#### [Required task]
Copy out every item below word for word, leaving out the pictures.

Source data
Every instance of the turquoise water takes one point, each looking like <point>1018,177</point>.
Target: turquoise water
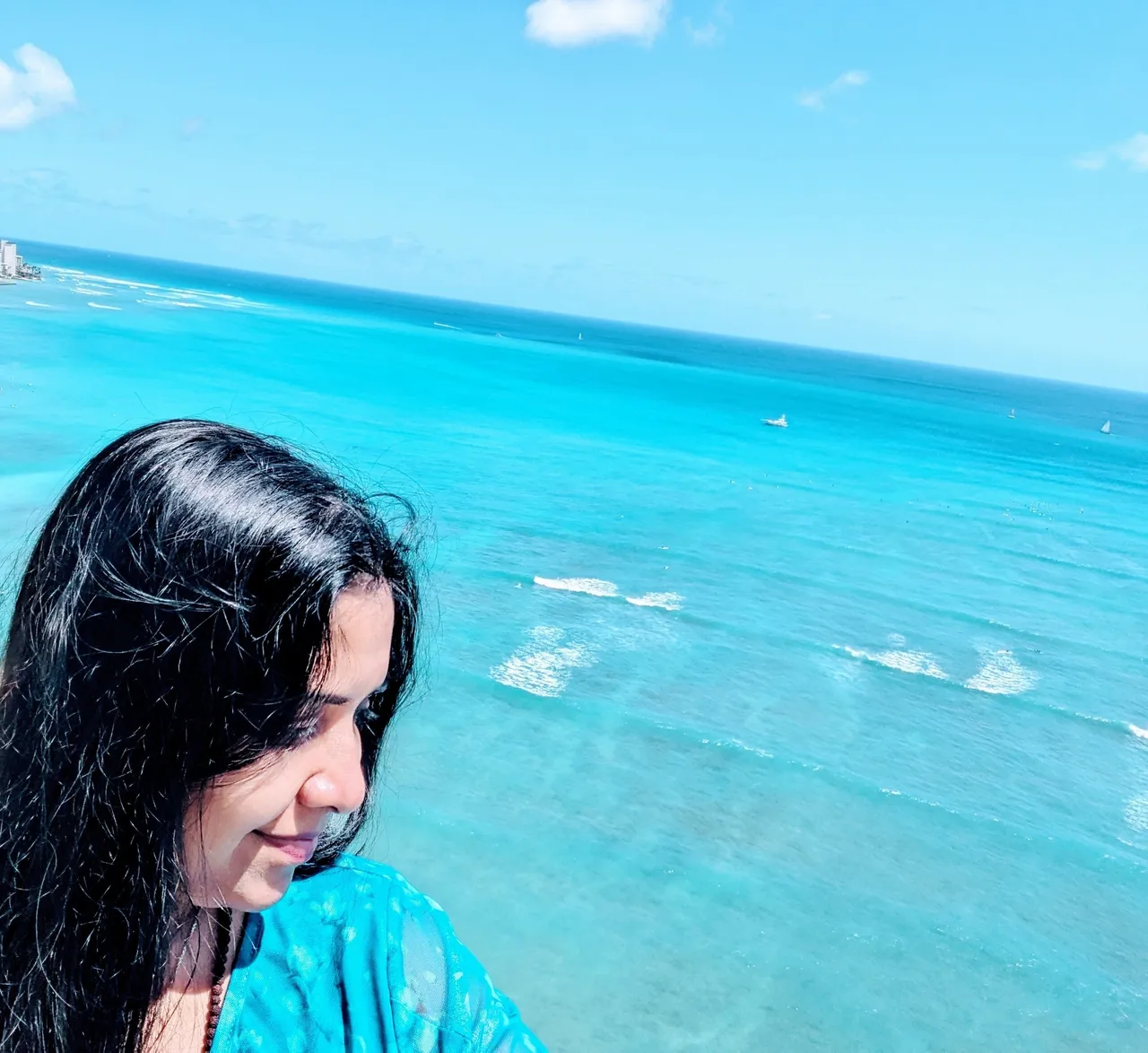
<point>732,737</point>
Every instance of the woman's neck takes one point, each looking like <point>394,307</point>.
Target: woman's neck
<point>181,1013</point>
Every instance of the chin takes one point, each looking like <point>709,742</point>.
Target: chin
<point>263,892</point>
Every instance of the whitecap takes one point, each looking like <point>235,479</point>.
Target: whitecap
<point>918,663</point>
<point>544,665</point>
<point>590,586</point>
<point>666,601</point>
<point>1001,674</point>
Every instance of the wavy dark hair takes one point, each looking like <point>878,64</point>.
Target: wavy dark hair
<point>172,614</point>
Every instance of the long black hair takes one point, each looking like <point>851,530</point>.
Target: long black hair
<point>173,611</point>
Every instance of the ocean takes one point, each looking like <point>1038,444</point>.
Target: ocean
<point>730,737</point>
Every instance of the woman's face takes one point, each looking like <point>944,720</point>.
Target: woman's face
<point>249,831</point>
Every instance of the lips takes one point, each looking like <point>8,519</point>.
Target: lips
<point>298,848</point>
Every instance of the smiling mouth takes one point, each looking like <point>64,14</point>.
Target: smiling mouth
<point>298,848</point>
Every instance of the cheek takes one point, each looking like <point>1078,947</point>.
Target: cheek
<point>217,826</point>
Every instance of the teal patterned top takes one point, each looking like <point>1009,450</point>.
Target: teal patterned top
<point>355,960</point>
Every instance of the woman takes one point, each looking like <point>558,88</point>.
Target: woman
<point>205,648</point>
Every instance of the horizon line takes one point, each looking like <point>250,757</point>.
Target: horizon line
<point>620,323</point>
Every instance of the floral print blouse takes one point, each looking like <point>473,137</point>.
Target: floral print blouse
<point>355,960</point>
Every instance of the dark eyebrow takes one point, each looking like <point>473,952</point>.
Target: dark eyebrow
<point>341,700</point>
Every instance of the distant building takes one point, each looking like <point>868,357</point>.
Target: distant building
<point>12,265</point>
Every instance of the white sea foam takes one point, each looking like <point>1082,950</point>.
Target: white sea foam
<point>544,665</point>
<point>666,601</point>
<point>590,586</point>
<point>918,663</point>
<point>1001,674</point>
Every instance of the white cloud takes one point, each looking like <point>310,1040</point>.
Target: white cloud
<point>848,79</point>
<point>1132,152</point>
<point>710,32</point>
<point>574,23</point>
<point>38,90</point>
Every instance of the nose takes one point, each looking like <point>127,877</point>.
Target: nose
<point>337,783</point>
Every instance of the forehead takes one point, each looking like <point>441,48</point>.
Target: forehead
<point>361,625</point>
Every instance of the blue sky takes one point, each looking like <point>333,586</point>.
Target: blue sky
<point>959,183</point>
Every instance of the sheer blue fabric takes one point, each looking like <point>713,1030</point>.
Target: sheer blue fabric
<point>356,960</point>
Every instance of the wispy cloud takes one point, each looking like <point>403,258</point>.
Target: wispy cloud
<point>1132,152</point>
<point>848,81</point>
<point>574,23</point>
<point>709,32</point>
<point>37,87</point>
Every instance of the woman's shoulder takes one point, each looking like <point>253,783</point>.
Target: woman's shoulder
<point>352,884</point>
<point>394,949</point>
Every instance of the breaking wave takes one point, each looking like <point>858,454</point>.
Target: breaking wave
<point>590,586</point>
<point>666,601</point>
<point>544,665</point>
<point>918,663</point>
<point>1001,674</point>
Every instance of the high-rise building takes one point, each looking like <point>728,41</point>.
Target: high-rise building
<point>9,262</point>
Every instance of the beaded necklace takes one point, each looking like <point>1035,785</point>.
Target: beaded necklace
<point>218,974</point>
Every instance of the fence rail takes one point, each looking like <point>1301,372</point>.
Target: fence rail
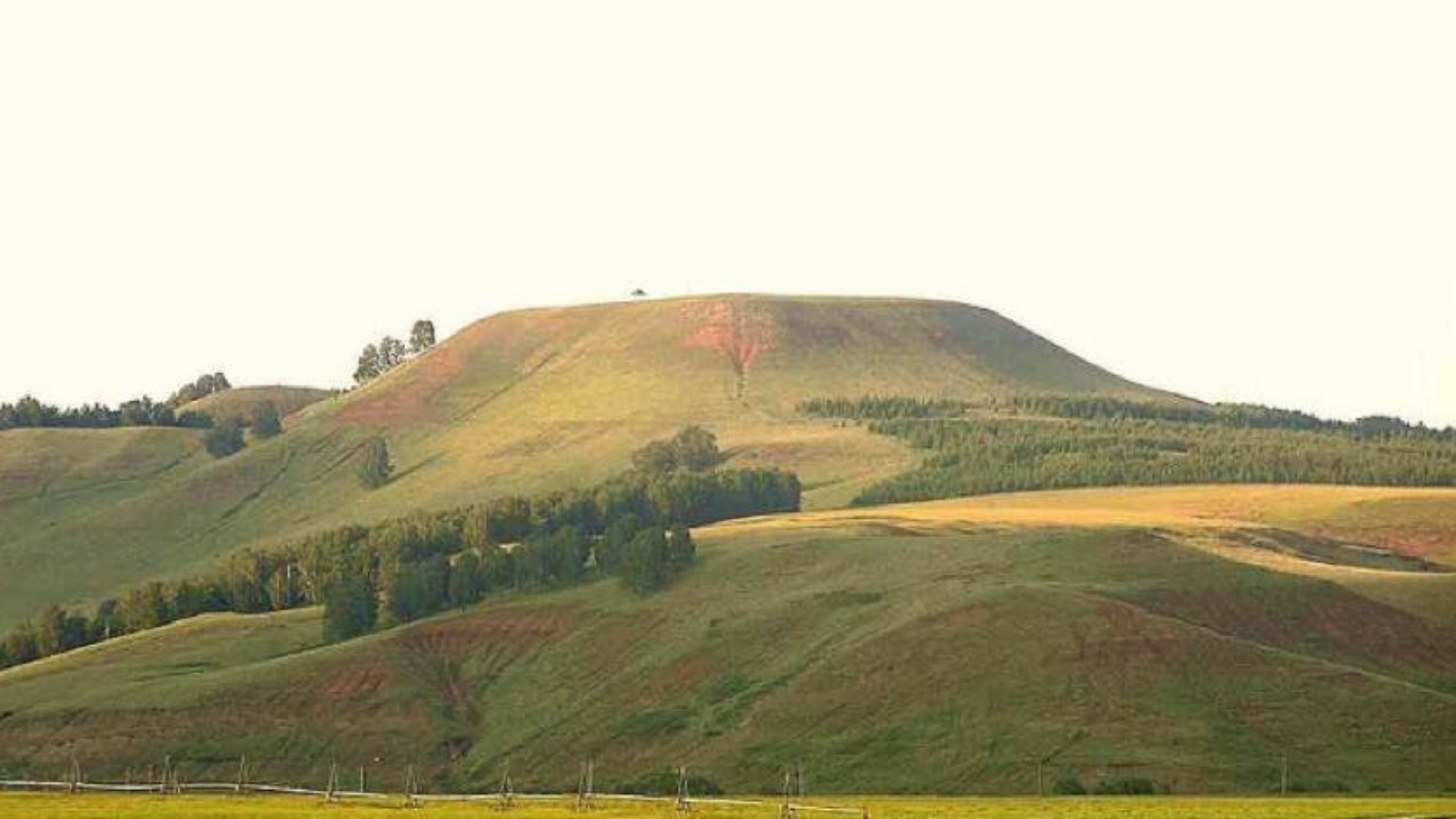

#### [Full solution]
Every instance of the turquoise water takes one point, each looking like <point>1018,177</point>.
Target: turquoise water
<point>732,737</point>
Every instance of the woman's neck takes one point, each looking like <point>394,307</point>.
Target: woman's neck
<point>181,1013</point>
Every instance of the chin takes one point, each looking like <point>709,742</point>.
Target: chin
<point>263,892</point>
Every instance of the whitecap takes one point, each looking like <point>235,479</point>.
Target: whitecap
<point>918,663</point>
<point>544,665</point>
<point>590,586</point>
<point>666,601</point>
<point>1001,674</point>
Every instance of the wavy dark hair takes one point, each looking like <point>878,64</point>.
Target: wavy dark hair
<point>172,614</point>
Every instance of the long black hair takes one point, each looking like <point>851,530</point>.
Target: long black hair
<point>173,611</point>
Every instance of the ocean takes one point, each looking like <point>1038,444</point>.
Target: ocean
<point>730,737</point>
Every instance of the woman's face takes one point, each looking like <point>944,720</point>.
Target: woman's face
<point>249,831</point>
Every instance of the lips takes one point, each looking like <point>8,519</point>.
Target: lips
<point>298,848</point>
Every instance of the smiling mouth takes one point, each looking like <point>64,14</point>.
Target: smiling mouth
<point>298,848</point>
Every instance of the cheek takes one point, each looking like <point>1078,947</point>.
Target: cheek
<point>217,826</point>
Every instance of the teal patterned top takes one point, each looking like <point>1009,450</point>.
Target: teal patterned top
<point>355,960</point>
Every instance of the woman takes one point, each looking like <point>558,88</point>.
Target: woman
<point>205,648</point>
Every instance of the horizon line takes one point, each looking like <point>250,757</point>.
Target: horizon line
<point>620,323</point>
Every instance of the floral print blouse takes one point, each looking like <point>473,137</point>.
Target: floral print blouse
<point>355,960</point>
Every instance of the dark eyebrow takes one point, each looking like <point>473,952</point>.
Target: dark eyebrow
<point>341,700</point>
Every instance of the distant building takes one point, each looking like <point>868,357</point>.
Target: distant building
<point>12,265</point>
Every instance of the white sea foam takes one point, each looking like <point>1082,950</point>.
Target: white sea foam
<point>544,665</point>
<point>666,601</point>
<point>590,586</point>
<point>918,663</point>
<point>1001,674</point>
Every instance of the white cloud takes one point, each looking like <point>310,1040</point>.
Target: white cloud
<point>848,79</point>
<point>1132,152</point>
<point>710,32</point>
<point>574,23</point>
<point>38,90</point>
Every instance of the nose takes one point, each looking like <point>127,877</point>.
Target: nose
<point>337,783</point>
Every instance of the forehead takes one point, each looking like <point>441,48</point>.
Target: forehead
<point>361,625</point>
Every instance of the blue sky takes one point, each looking like <point>333,586</point>.
Target: blue sky
<point>959,183</point>
Every instance of the sheer blue fabric takes one point, each looking like <point>713,1030</point>.
Target: sheer blue fabric
<point>356,960</point>
Every instance of the wispy cloud takes one point, each looking like <point>403,258</point>.
Target: wispy cloud
<point>1132,152</point>
<point>848,81</point>
<point>574,23</point>
<point>709,32</point>
<point>37,87</point>
Every instance of the woman's shoulder takes one point, each looking like <point>253,783</point>.
Target: woman's shoulder
<point>352,884</point>
<point>394,949</point>
Every instance of the breaking wave takes one point, each looking like <point>858,454</point>.
Target: breaking wave
<point>590,586</point>
<point>666,601</point>
<point>544,665</point>
<point>918,663</point>
<point>1001,674</point>
Every instance of the high-rise building takes one point, each looking like <point>728,41</point>.
Target: high-rise building
<point>9,262</point>
Every instance of the beaded necklace takes one point, each looking like <point>1035,785</point>.
Target: beaded necklace
<point>218,974</point>
Every instance of the fence rail takes one point, each looking like <point>1301,372</point>.
Target: fence rail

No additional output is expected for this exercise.